**Goal of the exercise**
Locate every line in the data below that contains the word "palette", and copy each of those lines.

**Labeled-object pointing entries**
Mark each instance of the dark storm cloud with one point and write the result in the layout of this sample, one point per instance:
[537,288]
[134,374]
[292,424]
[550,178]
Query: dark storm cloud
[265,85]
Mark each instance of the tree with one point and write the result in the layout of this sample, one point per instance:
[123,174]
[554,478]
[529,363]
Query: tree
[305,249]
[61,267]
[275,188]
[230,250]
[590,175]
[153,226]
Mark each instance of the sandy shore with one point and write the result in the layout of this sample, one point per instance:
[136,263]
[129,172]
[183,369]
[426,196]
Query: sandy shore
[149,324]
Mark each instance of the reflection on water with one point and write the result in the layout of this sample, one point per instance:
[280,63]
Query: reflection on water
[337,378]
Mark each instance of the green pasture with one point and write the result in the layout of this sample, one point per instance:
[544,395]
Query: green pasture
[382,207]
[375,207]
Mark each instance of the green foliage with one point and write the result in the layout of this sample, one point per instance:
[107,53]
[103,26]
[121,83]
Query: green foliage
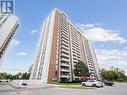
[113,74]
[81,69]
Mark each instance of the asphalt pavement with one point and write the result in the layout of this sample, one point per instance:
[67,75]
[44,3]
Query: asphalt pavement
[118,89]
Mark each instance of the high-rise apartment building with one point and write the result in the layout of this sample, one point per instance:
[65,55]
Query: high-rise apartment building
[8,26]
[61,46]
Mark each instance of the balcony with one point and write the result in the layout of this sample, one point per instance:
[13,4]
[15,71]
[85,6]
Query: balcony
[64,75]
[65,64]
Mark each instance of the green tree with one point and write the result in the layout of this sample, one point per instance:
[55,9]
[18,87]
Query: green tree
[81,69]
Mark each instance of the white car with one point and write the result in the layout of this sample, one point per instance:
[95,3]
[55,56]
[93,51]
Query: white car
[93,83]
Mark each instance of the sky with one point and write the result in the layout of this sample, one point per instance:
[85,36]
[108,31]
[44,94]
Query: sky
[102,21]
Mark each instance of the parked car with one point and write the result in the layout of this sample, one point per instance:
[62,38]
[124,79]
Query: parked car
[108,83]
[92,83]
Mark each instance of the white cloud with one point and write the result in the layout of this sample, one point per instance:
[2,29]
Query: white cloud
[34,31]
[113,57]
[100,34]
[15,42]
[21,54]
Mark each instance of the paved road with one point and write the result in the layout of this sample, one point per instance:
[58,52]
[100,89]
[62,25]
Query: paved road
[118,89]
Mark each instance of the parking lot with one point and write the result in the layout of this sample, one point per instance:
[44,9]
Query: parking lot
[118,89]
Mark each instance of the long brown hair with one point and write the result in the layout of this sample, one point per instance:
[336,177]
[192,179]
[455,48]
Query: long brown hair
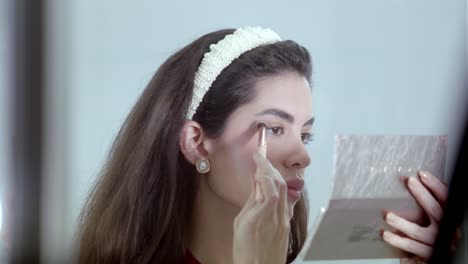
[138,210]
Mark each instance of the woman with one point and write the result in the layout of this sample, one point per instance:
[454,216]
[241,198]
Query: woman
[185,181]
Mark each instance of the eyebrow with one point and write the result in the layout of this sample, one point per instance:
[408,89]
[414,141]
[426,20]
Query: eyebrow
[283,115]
---
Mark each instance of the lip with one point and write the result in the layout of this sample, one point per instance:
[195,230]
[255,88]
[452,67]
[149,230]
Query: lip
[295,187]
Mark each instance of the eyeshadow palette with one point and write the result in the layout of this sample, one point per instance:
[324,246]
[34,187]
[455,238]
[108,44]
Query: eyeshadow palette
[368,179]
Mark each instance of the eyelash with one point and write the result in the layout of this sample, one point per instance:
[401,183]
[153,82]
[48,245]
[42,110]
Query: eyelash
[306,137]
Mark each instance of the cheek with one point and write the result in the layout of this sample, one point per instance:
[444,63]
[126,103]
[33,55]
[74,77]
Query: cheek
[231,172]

**Written response**
Mark each instance of the eyeshadow palette with one point and write the result in the layout of this sample, one point per instance:
Query: eyeshadow palette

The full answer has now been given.